* START *
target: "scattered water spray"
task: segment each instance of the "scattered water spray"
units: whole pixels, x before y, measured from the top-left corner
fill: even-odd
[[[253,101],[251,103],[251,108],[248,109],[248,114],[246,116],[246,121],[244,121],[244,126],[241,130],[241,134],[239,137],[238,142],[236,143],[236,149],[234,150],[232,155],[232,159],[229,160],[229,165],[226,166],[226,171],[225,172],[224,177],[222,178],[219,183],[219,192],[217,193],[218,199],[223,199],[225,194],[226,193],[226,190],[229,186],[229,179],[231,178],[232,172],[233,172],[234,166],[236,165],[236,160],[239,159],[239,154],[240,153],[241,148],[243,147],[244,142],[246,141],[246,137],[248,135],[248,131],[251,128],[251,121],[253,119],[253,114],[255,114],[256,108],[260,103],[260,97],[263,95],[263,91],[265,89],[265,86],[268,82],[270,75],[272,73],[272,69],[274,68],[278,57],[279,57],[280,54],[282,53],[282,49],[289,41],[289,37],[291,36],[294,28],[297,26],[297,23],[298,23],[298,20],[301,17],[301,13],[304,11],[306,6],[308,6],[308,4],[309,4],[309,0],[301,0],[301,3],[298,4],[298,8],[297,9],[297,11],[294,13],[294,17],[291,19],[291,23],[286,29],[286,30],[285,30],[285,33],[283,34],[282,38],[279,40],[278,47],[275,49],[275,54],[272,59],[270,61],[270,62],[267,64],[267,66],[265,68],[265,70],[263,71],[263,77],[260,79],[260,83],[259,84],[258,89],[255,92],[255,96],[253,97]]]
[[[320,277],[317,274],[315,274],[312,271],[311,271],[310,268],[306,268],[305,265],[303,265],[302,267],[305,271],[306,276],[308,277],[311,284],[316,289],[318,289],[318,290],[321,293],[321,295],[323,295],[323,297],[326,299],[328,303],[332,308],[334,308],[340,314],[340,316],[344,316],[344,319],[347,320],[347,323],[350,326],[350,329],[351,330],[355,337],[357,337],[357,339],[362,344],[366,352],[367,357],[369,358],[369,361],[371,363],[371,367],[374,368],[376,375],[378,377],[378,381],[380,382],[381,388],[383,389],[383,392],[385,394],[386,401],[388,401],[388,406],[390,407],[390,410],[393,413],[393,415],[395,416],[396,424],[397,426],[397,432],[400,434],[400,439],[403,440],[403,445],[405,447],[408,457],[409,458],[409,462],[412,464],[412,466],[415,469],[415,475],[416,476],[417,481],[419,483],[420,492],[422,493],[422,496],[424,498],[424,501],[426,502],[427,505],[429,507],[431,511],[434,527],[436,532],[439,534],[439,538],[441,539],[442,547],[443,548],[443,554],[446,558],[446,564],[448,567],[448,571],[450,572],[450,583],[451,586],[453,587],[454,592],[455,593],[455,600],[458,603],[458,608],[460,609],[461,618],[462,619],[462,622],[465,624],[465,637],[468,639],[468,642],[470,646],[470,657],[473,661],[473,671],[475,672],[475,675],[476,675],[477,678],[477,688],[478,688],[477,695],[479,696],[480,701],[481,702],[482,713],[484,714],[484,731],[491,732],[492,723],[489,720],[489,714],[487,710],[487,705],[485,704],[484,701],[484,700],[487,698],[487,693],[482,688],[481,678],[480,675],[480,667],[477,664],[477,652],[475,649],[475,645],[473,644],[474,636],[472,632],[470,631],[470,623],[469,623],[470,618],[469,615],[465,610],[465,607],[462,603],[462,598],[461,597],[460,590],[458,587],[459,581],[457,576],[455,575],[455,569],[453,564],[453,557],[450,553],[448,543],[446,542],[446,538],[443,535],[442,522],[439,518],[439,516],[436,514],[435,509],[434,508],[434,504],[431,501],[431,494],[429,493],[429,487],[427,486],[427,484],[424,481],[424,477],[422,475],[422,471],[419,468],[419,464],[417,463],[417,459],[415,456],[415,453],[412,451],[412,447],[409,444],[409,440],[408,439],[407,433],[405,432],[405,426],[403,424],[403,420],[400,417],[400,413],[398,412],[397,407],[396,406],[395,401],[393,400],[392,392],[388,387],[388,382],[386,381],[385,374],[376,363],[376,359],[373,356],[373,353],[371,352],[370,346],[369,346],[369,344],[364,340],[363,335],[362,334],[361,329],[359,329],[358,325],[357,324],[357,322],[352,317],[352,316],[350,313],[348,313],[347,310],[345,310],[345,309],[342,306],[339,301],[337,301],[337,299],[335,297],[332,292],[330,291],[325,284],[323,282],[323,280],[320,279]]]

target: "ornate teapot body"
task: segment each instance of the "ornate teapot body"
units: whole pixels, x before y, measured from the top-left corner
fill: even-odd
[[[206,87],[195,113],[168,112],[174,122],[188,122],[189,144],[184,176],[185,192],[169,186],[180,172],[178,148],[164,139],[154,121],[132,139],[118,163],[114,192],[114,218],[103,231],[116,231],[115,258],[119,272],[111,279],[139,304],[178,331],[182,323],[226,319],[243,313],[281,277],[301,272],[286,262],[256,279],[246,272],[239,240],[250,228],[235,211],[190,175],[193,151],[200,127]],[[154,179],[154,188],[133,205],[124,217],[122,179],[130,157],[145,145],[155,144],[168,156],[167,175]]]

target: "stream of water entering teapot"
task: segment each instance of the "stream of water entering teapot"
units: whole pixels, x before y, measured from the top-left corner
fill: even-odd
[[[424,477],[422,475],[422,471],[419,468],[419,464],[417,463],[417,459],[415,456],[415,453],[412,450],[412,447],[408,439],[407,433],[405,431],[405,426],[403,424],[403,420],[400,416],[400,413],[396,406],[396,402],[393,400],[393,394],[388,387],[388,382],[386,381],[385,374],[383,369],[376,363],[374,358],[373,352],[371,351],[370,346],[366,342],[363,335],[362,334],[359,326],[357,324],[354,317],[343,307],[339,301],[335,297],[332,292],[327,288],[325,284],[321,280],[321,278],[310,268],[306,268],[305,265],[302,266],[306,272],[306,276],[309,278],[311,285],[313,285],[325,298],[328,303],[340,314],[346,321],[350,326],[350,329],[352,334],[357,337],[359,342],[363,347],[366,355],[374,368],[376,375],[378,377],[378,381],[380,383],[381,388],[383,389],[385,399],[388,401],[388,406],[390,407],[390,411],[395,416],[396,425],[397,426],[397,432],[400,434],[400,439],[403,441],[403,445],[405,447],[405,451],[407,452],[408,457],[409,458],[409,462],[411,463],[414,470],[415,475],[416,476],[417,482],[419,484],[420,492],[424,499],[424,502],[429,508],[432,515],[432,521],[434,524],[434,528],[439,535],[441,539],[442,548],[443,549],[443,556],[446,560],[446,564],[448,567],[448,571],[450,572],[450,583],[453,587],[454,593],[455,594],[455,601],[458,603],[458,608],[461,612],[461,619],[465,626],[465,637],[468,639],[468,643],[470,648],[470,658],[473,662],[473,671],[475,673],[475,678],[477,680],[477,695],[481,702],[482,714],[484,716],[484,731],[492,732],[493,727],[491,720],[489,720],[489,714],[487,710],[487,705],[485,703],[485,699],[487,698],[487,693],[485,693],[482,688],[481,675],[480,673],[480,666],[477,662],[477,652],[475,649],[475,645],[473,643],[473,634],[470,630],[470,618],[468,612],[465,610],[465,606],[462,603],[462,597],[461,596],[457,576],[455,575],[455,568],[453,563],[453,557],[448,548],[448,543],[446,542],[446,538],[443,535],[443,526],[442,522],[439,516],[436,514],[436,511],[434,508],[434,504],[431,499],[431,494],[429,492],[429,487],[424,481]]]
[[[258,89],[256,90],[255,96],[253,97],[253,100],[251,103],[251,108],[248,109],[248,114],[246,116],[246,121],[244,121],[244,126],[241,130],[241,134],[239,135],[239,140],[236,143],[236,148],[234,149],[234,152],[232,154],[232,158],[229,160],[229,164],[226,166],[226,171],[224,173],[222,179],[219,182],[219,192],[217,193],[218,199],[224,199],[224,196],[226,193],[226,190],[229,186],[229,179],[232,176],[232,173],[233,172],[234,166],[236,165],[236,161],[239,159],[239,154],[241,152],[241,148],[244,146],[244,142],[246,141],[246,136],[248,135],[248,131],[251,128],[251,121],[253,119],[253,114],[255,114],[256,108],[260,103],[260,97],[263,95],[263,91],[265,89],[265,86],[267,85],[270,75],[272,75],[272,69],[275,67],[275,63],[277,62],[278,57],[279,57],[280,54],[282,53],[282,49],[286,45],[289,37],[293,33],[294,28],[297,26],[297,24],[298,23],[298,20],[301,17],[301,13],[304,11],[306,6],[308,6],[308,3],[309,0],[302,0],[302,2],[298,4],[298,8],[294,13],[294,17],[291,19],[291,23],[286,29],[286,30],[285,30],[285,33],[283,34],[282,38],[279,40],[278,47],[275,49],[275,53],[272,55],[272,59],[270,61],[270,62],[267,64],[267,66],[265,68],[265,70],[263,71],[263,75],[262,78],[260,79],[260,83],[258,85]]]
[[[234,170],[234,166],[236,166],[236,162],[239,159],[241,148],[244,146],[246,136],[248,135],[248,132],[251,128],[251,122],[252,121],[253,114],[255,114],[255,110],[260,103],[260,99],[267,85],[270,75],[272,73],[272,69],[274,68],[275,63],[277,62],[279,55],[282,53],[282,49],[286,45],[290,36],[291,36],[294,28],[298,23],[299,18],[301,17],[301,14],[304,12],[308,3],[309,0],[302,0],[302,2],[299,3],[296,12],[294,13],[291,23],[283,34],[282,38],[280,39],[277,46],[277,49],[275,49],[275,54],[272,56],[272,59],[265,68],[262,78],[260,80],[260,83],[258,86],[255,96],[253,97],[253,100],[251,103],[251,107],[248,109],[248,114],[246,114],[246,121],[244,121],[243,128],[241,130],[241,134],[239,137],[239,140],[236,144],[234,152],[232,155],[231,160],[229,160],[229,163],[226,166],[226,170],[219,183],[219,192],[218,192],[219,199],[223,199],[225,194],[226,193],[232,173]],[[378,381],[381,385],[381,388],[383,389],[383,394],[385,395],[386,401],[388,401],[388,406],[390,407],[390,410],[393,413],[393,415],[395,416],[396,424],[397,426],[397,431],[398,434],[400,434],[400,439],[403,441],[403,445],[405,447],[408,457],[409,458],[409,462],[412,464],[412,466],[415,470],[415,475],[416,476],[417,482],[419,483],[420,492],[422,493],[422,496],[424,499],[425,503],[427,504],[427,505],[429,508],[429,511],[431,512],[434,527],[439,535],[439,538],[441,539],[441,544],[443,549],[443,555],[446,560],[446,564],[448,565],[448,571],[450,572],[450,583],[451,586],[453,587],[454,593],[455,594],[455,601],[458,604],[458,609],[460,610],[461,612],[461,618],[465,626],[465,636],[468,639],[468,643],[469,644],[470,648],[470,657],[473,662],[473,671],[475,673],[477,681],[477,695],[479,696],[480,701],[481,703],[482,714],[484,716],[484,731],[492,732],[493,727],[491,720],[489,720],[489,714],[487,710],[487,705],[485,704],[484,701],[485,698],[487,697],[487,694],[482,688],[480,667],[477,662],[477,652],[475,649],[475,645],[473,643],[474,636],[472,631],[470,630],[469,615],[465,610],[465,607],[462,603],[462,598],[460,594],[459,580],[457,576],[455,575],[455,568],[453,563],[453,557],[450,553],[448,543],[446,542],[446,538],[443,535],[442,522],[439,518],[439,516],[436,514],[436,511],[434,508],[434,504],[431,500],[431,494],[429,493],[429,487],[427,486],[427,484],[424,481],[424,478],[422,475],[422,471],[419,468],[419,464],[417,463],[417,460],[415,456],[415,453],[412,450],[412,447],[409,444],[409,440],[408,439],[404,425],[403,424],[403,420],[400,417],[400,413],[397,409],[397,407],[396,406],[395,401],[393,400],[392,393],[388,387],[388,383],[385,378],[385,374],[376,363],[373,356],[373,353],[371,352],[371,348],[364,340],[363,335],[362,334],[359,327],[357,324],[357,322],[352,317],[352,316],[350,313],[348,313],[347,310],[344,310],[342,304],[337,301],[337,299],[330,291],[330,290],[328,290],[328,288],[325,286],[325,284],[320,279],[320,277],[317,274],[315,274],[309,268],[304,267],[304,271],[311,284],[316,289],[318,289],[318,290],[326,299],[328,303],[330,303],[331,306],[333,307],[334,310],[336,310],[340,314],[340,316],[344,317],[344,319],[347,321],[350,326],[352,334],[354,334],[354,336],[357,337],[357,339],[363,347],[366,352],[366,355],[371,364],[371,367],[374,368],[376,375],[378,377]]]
* END *
### [Exercise requirements]
Count the lines in the data above that contain the word "ornate". Give only the number.

### [Finished answer]
2